Revealing patterns of genetic diversity in the brown trout of Lake Þingvallavatn and the surrounding area
In the first study of its kind, scientists at the University of Iceland and Marine and the Freshwater Research Institute have investigated the genetic structure and diversity of the brown trout populations in Lake Þingvallavatn and other parts of the Ölfusá watershed. They have discovered that genetic relatedness between trout populations reflects the connectivity of the waterways and formation of impassable waterfalls. Their findings were published this September in the journal PeerJ. The scientists aimed to map the genetic diversity of brown trout in the western part of the Ölfusá watershed and use the genetic data to answer questions about relatedness between fish in different locations and effective population sizes.
The Ölfusá watershed is large. It begins in the glaciers of Langjökull and Hofsjökull and extends over a large part of South and West Iceland, including the volcano Hengill and the river Varmá, Lake Þingvallavatn and the river Sog, the last of which merges with the river Hvítá to become the river Ölfusá. The Ölfusá watershed contains a multitude of rivers and lakes, which are home to all Iceland's main species of freshwater fish, i.e. salmon, brown trout, Arctic char, sticklebacks and European eels. Some of the brown trout and Arctic char populations are non-migratory, spending their entire life cycles in freshwater. Populations are always non-migratory where they have become isolated over time by the formation of impassable waterfalls, but sometimes even fish that are able to access the ocean do not migrate, especially populations that mature in lakes.
The research focused on Lake Þingvallavatn, which has long been famed for its particularly large brown trout, as well as nearby rivers and lakes, including streams on the slopes of Hengill. Numbers of brown trout in Þingvallavatn declined after an outlet of the lake was dammed in 1959, but several attempts have been made to revive the spawning population in the southern part of the lake and catches have increased significantly over the last two decades.
Pattern of genetic diversity determined by topography
The scientists sampled brown trout from four lakes, including Þingvallavatn, Úlfljótsvatn and Hestvatn, and 12 rivers, including Öxará, Efra-Sog, Sog, Hvítá, the streams flowing into Hengladalsá and Ölfusvatnsá. DNA from just over 300 fish was analysed, revealing clear signs of genetic differences related to the way the landscape of the Ölfusá watershed has evolved since the end of the last Ice Age.

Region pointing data

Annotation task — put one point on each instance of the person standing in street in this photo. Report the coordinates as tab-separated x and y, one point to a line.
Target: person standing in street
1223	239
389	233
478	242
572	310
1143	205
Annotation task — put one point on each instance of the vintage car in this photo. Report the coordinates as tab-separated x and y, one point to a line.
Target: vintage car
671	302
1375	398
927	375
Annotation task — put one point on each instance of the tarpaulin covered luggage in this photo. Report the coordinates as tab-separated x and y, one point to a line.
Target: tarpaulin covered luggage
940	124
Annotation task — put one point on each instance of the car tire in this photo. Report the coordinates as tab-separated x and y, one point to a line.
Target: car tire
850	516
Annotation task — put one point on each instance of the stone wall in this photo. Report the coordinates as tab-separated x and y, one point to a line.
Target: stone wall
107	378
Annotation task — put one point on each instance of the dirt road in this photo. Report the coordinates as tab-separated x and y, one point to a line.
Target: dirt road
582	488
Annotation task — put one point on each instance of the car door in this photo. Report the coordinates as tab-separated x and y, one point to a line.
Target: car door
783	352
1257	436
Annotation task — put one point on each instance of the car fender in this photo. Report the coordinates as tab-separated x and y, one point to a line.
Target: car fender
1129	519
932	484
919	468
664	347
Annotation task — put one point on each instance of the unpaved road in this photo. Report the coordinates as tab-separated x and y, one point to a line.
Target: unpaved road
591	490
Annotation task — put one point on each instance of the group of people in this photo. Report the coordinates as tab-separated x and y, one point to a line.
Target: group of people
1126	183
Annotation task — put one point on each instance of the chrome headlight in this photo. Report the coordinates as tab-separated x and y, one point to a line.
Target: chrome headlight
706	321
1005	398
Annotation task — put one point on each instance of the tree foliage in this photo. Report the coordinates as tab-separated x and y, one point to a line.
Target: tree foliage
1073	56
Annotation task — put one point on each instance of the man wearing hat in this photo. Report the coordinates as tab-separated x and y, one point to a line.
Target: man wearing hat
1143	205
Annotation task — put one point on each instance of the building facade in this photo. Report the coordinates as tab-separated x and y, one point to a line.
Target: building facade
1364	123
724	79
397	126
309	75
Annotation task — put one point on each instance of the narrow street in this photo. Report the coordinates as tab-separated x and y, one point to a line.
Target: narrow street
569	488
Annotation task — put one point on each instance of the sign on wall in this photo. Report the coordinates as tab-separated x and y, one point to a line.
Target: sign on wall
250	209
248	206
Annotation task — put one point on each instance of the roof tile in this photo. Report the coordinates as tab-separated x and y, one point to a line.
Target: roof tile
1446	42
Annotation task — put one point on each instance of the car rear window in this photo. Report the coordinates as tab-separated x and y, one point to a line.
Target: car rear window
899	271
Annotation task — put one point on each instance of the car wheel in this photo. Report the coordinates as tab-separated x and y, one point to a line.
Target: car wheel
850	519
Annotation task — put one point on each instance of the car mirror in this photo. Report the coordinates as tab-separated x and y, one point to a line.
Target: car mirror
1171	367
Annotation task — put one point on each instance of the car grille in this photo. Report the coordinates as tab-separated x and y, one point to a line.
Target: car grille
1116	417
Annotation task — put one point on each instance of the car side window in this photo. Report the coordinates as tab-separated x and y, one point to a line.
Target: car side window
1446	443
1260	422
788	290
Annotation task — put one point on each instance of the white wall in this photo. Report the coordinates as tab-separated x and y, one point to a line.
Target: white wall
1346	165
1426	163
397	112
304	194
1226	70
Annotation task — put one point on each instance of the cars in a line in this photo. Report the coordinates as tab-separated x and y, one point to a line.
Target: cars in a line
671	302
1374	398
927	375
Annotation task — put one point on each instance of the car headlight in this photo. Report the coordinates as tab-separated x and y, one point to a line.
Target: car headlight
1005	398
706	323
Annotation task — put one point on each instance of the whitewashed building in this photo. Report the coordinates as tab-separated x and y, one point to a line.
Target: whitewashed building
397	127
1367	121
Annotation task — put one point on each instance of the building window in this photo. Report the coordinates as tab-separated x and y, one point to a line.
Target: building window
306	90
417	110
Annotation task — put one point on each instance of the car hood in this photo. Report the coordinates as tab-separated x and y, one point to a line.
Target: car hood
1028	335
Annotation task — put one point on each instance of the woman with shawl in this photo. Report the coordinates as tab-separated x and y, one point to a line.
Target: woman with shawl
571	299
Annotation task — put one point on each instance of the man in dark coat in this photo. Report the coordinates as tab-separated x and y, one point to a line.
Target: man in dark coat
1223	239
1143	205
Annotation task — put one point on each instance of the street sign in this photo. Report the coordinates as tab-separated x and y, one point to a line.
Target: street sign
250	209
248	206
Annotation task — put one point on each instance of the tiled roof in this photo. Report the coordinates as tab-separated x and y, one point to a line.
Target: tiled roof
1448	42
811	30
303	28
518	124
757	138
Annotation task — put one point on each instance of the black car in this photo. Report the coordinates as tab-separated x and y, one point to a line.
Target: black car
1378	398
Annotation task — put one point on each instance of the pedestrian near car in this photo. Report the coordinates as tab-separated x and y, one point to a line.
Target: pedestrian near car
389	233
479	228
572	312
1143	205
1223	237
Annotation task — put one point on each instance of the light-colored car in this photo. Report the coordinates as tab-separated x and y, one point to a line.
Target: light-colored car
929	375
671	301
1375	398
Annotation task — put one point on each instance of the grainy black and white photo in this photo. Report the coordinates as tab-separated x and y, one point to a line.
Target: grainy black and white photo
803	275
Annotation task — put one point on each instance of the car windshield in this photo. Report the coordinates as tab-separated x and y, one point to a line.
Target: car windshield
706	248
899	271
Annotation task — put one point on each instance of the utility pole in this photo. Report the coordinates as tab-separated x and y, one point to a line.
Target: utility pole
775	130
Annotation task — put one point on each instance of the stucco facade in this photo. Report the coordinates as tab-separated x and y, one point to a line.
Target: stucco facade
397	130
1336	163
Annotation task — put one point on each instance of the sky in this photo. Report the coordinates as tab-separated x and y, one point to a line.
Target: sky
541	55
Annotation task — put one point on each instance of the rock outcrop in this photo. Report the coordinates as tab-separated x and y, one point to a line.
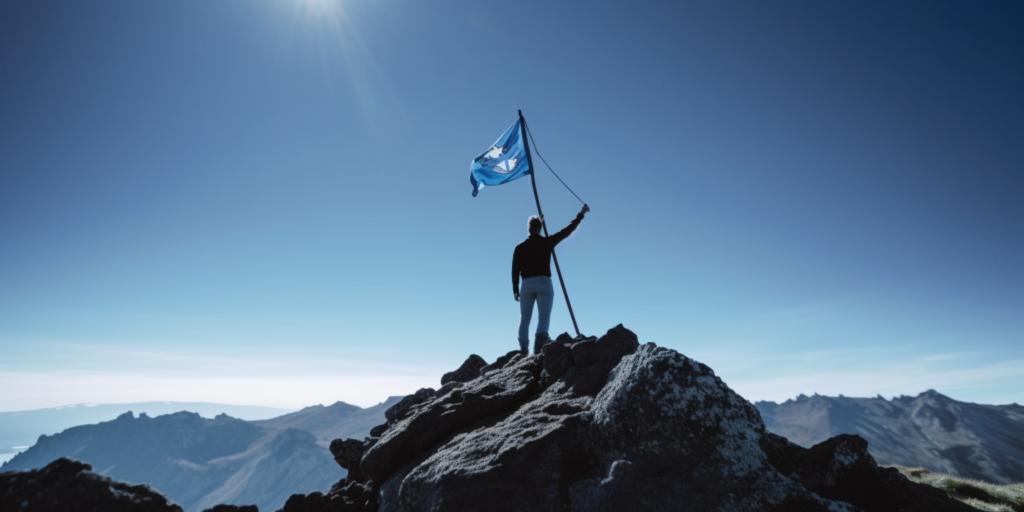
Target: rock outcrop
600	424
66	484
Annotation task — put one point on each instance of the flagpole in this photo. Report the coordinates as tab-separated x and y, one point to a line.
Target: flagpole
532	181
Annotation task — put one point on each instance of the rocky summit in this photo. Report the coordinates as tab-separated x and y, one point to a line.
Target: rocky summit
600	424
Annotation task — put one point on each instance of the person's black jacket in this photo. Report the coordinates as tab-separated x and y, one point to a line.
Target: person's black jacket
532	256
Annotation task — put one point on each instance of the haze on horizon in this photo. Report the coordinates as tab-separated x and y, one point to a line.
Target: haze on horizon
266	202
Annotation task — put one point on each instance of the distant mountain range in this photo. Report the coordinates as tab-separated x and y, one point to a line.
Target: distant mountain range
20	429
930	430
199	462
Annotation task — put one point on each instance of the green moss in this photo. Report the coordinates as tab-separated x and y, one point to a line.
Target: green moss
980	495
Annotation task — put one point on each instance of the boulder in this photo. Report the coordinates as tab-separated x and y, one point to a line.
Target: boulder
438	418
604	424
65	484
467	372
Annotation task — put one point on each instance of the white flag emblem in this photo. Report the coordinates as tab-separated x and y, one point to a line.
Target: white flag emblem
506	167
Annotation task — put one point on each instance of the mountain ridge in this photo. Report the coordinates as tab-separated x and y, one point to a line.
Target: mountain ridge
930	430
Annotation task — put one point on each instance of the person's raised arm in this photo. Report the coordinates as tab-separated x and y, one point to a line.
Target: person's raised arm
565	231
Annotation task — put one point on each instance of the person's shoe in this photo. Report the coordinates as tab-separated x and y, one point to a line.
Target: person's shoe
539	342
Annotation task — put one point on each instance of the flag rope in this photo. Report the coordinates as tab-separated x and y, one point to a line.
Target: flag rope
530	133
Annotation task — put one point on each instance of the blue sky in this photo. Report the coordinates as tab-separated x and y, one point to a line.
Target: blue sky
266	202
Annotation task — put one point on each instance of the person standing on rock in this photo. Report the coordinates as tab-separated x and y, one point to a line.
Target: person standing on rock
531	260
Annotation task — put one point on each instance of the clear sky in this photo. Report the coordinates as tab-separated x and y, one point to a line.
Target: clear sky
267	202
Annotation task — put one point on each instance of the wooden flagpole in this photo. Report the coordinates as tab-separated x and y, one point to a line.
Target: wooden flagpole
532	181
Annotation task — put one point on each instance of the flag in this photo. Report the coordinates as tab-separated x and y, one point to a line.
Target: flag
505	161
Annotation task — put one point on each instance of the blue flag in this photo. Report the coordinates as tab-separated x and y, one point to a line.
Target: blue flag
505	161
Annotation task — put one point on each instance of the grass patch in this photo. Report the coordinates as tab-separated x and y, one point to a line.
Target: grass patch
980	495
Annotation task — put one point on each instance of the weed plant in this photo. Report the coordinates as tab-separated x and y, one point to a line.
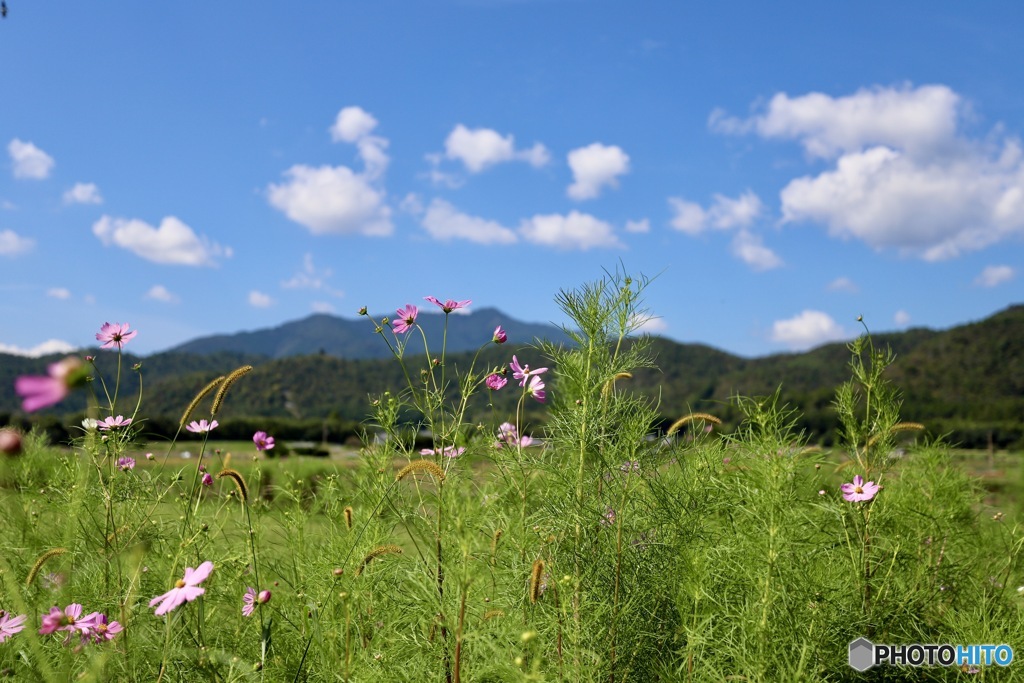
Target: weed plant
591	549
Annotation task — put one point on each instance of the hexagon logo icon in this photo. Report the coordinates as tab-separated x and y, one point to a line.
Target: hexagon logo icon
861	654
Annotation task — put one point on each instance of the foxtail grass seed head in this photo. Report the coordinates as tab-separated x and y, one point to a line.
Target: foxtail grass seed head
239	480
377	552
40	561
225	385
203	393
421	465
686	419
536	580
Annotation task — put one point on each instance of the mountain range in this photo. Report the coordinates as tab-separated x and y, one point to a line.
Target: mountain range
968	380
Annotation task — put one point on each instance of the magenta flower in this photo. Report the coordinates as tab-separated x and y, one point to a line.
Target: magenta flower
407	318
536	388
115	335
523	372
252	599
202	426
113	423
448	452
185	589
10	625
38	392
101	630
262	441
858	491
450	304
69	620
508	434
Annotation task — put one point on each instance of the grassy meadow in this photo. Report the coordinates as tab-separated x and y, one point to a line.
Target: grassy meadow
593	549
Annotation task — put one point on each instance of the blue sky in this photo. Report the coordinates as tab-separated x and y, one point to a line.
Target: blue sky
208	167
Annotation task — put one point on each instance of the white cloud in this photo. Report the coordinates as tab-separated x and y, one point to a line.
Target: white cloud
445	222
724	213
905	176
810	328
28	161
44	348
920	120
642	225
750	249
843	284
577	230
259	300
937	210
595	167
332	200
83	193
311	278
173	242
354	125
58	293
481	147
993	275
11	244
322	307
161	293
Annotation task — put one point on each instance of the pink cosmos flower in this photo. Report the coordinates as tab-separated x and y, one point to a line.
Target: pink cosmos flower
252	599
38	392
202	426
450	304
185	589
69	620
449	452
509	435
858	491
115	335
522	372
407	318
102	629
262	441
10	625
113	423
536	388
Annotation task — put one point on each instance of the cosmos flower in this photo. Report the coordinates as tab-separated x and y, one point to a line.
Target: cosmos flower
449	305
38	391
10	625
202	426
185	589
859	491
262	441
407	318
115	335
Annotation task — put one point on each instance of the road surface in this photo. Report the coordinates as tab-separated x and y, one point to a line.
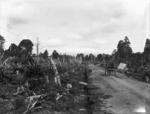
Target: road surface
127	96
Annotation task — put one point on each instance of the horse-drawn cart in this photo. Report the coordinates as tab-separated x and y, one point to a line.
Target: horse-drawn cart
109	68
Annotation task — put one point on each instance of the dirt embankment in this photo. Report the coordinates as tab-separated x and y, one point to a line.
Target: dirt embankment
127	95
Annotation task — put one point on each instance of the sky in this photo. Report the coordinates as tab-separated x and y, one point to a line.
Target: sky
75	26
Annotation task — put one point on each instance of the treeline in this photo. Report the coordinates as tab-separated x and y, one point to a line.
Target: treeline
138	63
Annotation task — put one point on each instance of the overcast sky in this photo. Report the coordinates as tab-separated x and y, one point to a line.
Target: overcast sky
75	26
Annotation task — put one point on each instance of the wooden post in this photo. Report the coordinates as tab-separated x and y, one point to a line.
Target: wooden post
57	77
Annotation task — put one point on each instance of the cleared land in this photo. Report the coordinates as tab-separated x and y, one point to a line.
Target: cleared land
126	95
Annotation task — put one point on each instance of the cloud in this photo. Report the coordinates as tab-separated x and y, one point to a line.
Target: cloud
76	25
14	21
15	12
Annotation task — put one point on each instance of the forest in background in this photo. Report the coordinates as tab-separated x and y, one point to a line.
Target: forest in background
47	81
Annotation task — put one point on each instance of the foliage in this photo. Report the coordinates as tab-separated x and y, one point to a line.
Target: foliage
55	54
124	50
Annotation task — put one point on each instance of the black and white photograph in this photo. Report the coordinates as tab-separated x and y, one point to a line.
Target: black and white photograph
74	57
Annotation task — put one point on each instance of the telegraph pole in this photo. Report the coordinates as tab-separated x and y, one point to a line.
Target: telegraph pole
37	46
37	49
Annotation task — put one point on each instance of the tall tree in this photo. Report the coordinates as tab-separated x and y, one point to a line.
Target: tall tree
45	54
147	50
2	41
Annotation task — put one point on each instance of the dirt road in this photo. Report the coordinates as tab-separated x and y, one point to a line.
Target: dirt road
128	96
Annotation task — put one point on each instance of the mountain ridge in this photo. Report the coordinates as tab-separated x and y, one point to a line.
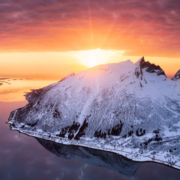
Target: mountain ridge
123	107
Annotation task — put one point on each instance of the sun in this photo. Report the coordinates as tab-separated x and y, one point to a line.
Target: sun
91	58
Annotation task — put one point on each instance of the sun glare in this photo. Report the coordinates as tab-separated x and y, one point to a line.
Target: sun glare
95	57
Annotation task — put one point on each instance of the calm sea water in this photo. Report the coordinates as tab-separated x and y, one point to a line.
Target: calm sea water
23	158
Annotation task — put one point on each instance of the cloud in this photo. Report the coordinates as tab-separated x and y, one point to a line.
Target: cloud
148	27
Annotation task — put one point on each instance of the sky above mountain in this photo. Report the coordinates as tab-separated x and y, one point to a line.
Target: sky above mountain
124	29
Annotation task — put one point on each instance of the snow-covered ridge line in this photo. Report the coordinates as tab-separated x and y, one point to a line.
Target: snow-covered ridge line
129	106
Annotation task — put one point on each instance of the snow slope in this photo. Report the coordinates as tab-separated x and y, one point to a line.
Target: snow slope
131	109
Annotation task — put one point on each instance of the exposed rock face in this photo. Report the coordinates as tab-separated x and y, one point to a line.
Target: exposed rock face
132	109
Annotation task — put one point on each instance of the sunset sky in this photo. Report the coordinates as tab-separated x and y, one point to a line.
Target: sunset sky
48	39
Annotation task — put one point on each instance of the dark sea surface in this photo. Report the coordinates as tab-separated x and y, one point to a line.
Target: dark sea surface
23	158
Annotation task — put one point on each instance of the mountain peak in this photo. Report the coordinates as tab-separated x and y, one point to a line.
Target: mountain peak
141	60
177	76
151	68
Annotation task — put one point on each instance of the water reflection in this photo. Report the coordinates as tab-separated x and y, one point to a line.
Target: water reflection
23	158
95	157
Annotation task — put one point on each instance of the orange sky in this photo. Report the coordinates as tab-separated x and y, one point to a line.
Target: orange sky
45	39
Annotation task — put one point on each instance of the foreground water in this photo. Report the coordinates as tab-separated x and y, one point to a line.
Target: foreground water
23	157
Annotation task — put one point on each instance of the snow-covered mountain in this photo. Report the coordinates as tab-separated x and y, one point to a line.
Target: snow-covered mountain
177	76
131	109
95	157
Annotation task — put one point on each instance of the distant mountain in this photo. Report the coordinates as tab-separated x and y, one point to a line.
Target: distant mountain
131	109
177	76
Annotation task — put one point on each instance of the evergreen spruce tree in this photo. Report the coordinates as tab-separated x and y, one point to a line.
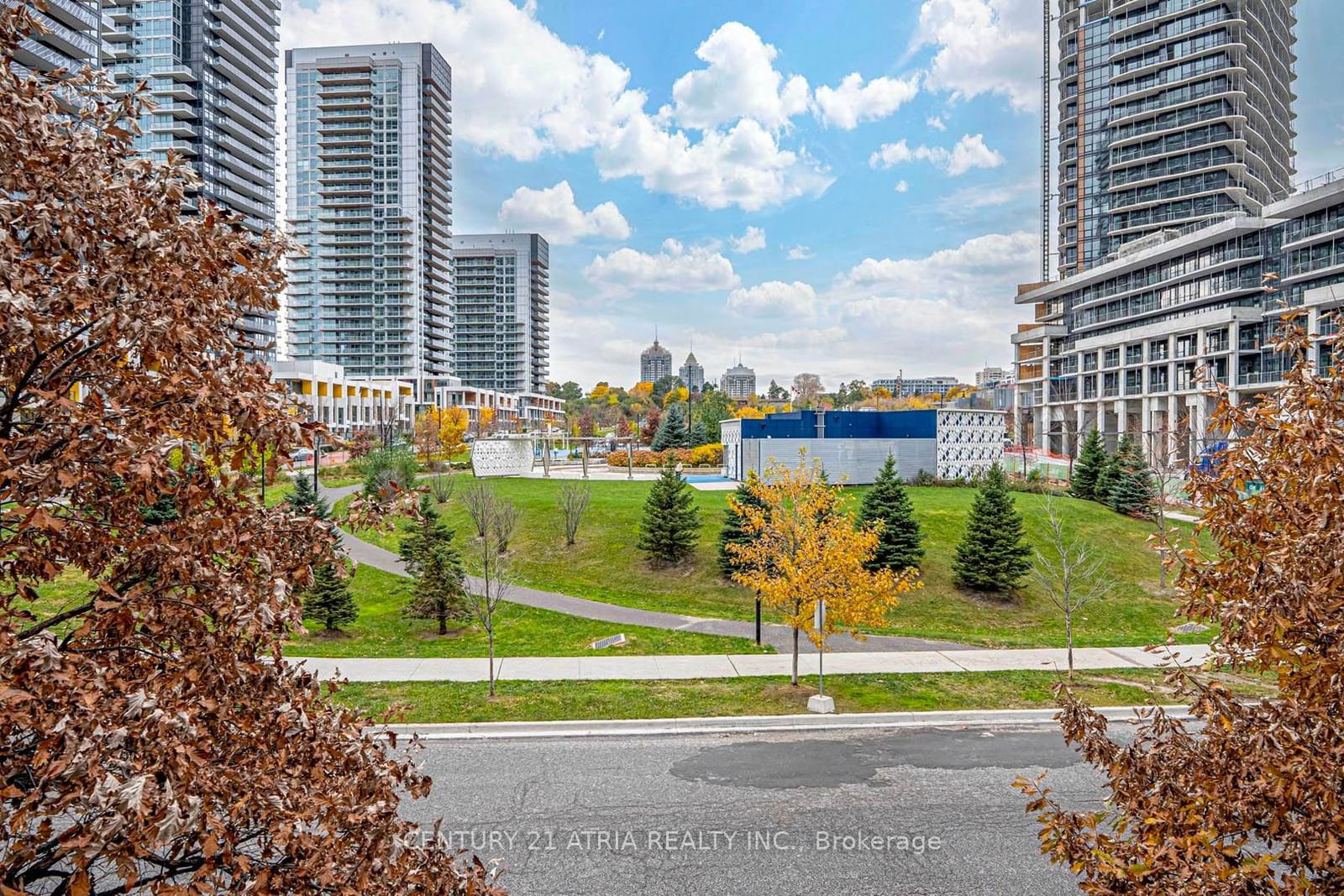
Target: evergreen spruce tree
306	499
329	600
1092	461
1109	472
1131	490
671	430
992	555
438	589
698	434
671	524
887	503
425	535
732	531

▶ _Your task_
According to the trout article, why are some brown trout populations in the Ölfusá watershed always non-migratory?

▶ _Answer area_
Impassable waterfalls have formed over time and isolated these populations. They cannot reach the ocean, so they spend their entire life cycles in freshwater.